Saved data entries:
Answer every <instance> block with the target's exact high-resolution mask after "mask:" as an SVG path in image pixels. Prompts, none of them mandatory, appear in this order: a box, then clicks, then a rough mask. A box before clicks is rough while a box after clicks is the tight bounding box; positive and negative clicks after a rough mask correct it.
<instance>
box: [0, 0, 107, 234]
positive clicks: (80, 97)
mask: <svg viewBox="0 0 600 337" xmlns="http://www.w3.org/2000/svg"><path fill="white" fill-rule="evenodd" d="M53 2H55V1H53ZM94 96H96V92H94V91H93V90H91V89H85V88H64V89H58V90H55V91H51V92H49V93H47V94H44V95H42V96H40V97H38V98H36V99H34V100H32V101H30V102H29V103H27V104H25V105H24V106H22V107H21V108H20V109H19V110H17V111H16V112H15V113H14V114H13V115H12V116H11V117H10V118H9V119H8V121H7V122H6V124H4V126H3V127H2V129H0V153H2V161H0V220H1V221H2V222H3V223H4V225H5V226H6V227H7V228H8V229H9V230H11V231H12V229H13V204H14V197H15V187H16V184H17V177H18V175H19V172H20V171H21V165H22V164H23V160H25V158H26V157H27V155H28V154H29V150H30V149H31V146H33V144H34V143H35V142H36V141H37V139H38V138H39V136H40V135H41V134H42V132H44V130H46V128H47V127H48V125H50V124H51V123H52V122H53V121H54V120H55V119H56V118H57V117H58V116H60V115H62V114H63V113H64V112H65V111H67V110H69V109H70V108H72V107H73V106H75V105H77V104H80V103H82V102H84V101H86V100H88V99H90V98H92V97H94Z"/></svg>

• TASK DESCRIPTION
Every line of the data above should be output exactly as written.

• OUTPUT
Answer every <instance> block with the target's exact high-resolution mask after "mask:" as an SVG path in image pixels. Prompts, none of them mandatory, appear in this order: a box, then clicks, then a rough mask. A box before clicks is rough while a box after clicks is the tight bounding box; positive and negative clicks after a rough mask correct it.
<instance>
box: [0, 0, 107, 234]
positive clicks: (80, 97)
mask: <svg viewBox="0 0 600 337" xmlns="http://www.w3.org/2000/svg"><path fill="white" fill-rule="evenodd" d="M53 2H55V1H53ZM94 96H96V92H94V91H93V90H91V89H85V88H64V89H58V90H55V91H51V92H49V93H47V94H44V95H42V96H40V97H38V98H36V99H34V100H32V101H30V102H29V103H27V104H25V105H24V106H22V107H21V108H20V109H19V110H17V111H16V112H15V113H14V114H13V115H12V116H11V117H10V118H9V119H8V121H7V122H6V124H4V126H3V127H2V129H0V153H2V161H0V220H1V221H2V222H3V223H4V225H5V226H6V227H7V228H8V229H9V230H11V231H12V229H13V204H14V197H15V187H16V184H17V177H18V175H19V172H20V171H21V165H22V164H23V160H25V158H26V157H27V155H28V154H29V150H30V149H31V146H33V144H34V143H35V142H36V141H37V139H38V138H39V136H40V135H41V134H42V132H44V130H46V128H47V127H48V125H50V124H51V123H52V122H53V121H54V120H55V119H56V118H57V117H58V116H60V115H62V114H63V113H64V112H65V111H67V110H69V109H70V108H72V107H73V106H75V105H77V104H80V103H82V102H84V101H86V100H88V99H90V98H92V97H94Z"/></svg>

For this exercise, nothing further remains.